Point labeling data based on photos
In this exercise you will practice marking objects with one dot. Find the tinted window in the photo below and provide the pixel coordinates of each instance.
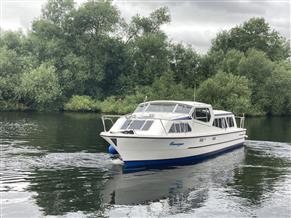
(183, 109)
(177, 127)
(230, 122)
(126, 124)
(136, 124)
(180, 127)
(140, 108)
(161, 108)
(147, 125)
(202, 114)
(220, 123)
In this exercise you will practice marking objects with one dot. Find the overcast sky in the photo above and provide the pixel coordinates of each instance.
(194, 22)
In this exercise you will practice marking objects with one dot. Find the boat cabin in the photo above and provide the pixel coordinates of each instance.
(171, 117)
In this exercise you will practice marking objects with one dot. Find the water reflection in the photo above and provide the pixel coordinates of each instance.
(262, 169)
(70, 190)
(54, 164)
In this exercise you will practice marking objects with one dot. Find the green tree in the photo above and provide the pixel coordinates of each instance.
(184, 63)
(231, 61)
(276, 92)
(40, 87)
(257, 68)
(226, 91)
(10, 71)
(254, 33)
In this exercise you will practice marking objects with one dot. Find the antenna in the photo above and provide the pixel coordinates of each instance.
(194, 92)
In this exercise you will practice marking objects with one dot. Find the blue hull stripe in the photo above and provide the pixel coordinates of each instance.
(179, 161)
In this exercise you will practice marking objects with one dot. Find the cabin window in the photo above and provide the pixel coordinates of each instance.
(202, 114)
(230, 122)
(220, 123)
(180, 128)
(183, 109)
(160, 108)
(125, 124)
(137, 124)
(147, 125)
(140, 108)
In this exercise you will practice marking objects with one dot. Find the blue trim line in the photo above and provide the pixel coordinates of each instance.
(178, 161)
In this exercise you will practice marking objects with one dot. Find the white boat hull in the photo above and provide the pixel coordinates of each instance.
(143, 151)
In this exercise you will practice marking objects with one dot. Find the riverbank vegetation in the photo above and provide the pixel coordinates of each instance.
(88, 58)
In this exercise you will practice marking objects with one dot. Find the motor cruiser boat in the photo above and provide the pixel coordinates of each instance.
(172, 133)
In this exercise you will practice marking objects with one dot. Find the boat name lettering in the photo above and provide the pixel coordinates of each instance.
(176, 144)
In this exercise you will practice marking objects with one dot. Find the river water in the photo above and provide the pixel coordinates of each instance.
(56, 165)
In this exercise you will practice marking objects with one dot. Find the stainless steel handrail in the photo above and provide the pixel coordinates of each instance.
(241, 121)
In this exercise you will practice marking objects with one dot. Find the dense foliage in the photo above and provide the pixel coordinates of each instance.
(88, 58)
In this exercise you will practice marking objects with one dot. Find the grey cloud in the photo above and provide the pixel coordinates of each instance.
(193, 22)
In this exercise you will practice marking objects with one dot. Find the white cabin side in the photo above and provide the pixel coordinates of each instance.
(174, 118)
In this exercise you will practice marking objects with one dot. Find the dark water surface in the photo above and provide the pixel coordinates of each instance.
(56, 165)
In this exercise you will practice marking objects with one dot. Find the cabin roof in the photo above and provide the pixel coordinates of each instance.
(191, 103)
(221, 112)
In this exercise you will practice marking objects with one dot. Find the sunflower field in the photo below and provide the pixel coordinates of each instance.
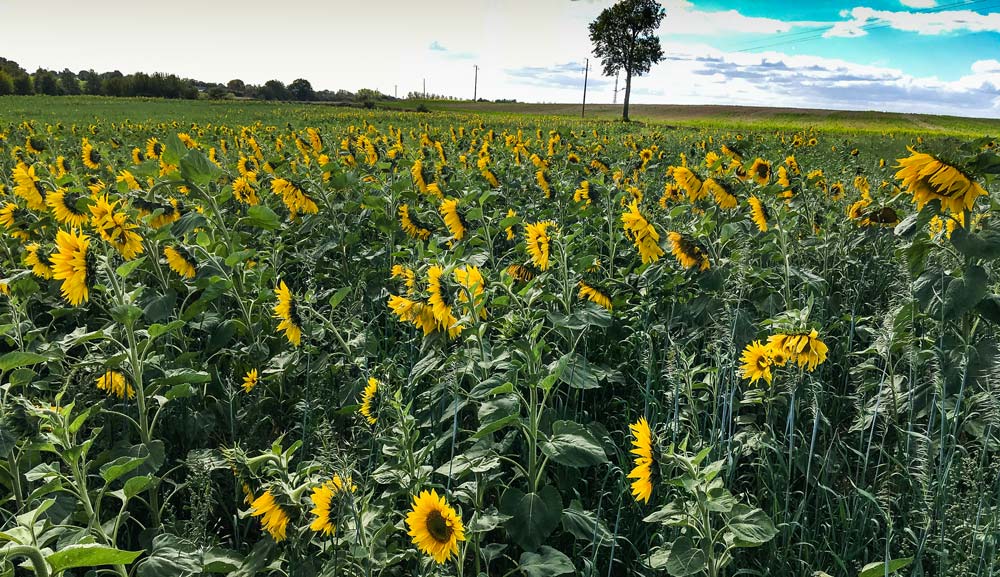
(371, 343)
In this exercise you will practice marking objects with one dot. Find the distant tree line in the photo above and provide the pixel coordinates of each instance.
(16, 80)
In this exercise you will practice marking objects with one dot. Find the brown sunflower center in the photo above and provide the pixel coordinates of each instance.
(439, 527)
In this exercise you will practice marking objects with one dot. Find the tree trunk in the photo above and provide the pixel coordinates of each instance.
(628, 92)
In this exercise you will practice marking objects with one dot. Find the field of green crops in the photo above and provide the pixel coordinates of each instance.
(249, 339)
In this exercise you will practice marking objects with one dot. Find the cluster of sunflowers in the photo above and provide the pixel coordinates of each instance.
(472, 218)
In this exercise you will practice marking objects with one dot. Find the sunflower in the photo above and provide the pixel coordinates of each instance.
(39, 263)
(439, 302)
(243, 191)
(723, 197)
(410, 311)
(62, 165)
(435, 527)
(928, 178)
(35, 145)
(412, 228)
(250, 380)
(510, 229)
(760, 171)
(29, 187)
(113, 383)
(452, 219)
(417, 172)
(116, 230)
(295, 199)
(275, 519)
(324, 507)
(756, 363)
(687, 252)
(689, 182)
(536, 239)
(543, 183)
(758, 213)
(287, 311)
(473, 282)
(582, 194)
(805, 348)
(11, 217)
(69, 264)
(180, 261)
(520, 272)
(63, 205)
(91, 158)
(643, 233)
(595, 296)
(368, 409)
(642, 487)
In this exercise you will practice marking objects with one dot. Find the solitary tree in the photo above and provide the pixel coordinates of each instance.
(624, 39)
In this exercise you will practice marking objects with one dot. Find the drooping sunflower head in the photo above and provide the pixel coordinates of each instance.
(758, 213)
(369, 401)
(38, 261)
(326, 503)
(927, 178)
(113, 383)
(287, 311)
(434, 526)
(537, 243)
(64, 207)
(71, 264)
(452, 218)
(250, 380)
(180, 261)
(91, 157)
(760, 171)
(274, 518)
(687, 252)
(645, 467)
(757, 362)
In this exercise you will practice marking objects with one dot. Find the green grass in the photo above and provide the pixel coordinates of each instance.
(86, 109)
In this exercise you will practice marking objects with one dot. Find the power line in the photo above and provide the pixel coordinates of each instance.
(816, 33)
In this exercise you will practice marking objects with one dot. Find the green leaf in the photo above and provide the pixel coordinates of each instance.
(120, 466)
(20, 359)
(127, 268)
(157, 330)
(880, 569)
(171, 557)
(751, 527)
(548, 562)
(263, 217)
(576, 372)
(586, 526)
(685, 558)
(89, 555)
(197, 168)
(533, 516)
(965, 293)
(573, 445)
(339, 296)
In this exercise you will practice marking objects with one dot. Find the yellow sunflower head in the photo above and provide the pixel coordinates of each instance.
(434, 526)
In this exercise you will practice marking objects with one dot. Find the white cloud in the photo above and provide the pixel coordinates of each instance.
(926, 23)
(683, 17)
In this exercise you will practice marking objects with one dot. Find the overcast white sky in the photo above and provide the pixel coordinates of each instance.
(904, 55)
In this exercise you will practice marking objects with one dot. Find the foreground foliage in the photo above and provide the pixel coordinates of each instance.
(392, 344)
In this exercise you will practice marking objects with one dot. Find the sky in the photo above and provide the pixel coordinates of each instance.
(930, 56)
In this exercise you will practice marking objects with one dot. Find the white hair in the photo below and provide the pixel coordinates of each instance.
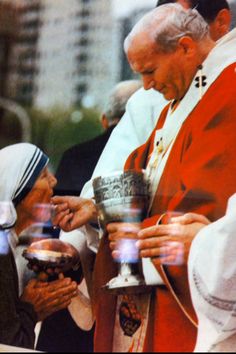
(116, 105)
(166, 24)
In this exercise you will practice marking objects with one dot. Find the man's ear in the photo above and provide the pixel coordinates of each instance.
(105, 122)
(221, 25)
(187, 45)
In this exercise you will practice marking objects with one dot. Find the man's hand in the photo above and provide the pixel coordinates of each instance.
(48, 298)
(170, 244)
(73, 212)
(123, 237)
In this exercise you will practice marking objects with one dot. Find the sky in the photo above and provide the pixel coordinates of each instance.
(123, 7)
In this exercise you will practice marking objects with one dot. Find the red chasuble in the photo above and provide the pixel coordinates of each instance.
(199, 176)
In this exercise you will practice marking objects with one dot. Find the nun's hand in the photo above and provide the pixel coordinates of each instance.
(123, 238)
(73, 212)
(170, 244)
(48, 298)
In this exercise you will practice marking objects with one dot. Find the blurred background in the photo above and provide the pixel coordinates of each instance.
(59, 60)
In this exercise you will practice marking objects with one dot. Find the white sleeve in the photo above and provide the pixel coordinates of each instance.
(212, 276)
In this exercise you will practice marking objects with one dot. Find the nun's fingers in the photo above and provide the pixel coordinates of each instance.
(60, 217)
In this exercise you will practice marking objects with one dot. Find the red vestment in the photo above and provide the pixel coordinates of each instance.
(199, 176)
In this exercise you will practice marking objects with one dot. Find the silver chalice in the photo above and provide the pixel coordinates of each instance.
(124, 197)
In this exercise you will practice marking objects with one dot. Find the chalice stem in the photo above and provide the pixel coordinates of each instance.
(125, 269)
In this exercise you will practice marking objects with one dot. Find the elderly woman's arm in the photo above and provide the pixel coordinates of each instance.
(17, 318)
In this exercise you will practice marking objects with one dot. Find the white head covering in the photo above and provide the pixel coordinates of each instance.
(20, 166)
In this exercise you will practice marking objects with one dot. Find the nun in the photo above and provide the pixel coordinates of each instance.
(25, 180)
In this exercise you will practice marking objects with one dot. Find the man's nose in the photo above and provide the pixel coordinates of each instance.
(148, 83)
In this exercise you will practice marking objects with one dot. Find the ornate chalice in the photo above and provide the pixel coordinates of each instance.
(124, 197)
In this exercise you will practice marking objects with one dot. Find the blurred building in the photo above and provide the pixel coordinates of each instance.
(126, 24)
(67, 53)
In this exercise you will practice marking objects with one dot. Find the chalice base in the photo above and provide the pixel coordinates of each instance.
(127, 285)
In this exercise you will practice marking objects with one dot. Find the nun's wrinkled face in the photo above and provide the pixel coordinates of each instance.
(41, 192)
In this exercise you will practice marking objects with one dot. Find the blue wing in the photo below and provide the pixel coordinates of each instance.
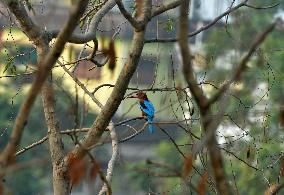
(149, 109)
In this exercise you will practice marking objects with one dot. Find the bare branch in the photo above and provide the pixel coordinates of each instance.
(92, 32)
(265, 7)
(118, 92)
(137, 25)
(165, 7)
(111, 162)
(243, 63)
(34, 33)
(60, 176)
(189, 75)
(207, 26)
(42, 74)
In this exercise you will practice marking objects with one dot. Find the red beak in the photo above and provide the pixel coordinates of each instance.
(132, 97)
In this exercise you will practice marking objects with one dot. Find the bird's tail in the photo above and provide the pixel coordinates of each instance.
(151, 128)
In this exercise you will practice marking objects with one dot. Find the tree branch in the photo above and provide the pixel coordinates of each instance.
(207, 26)
(112, 161)
(42, 74)
(33, 32)
(92, 32)
(137, 25)
(243, 63)
(189, 75)
(165, 7)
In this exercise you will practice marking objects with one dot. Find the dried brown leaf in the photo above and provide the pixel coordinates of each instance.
(201, 189)
(273, 189)
(282, 166)
(281, 116)
(139, 7)
(112, 56)
(76, 169)
(94, 171)
(1, 189)
(187, 165)
(248, 152)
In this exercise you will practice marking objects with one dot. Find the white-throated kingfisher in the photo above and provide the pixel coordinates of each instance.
(147, 109)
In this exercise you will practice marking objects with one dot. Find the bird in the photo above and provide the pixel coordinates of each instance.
(147, 108)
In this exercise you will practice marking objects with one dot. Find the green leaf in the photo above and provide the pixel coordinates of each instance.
(169, 25)
(13, 70)
(8, 65)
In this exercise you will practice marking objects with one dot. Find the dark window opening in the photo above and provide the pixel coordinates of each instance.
(144, 74)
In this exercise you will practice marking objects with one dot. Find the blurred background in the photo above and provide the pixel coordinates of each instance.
(251, 134)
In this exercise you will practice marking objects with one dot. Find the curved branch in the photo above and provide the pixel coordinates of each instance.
(137, 25)
(8, 153)
(243, 63)
(92, 32)
(33, 31)
(202, 28)
(165, 7)
(111, 162)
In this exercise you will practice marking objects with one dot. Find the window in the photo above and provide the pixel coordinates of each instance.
(145, 71)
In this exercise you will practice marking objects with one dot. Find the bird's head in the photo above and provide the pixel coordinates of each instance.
(140, 95)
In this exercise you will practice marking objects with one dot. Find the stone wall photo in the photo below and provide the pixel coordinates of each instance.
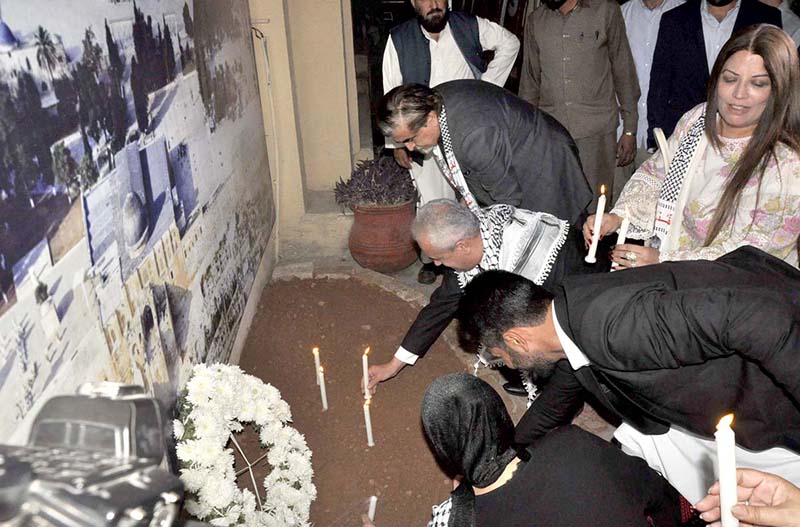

● **Objective**: Gather every line above that contains the word "hull", and copy each of those lines out in full.

● **Final answer**:
In this exercise you will practice marking objects with one dot. Find the blue hull stripe in the photo above and provide the pixel coordinates of each instance.
In this exercise you will practice marking objects with one dot. Find the white boat hull in the photo above and provide the pixel coordinates of each instance.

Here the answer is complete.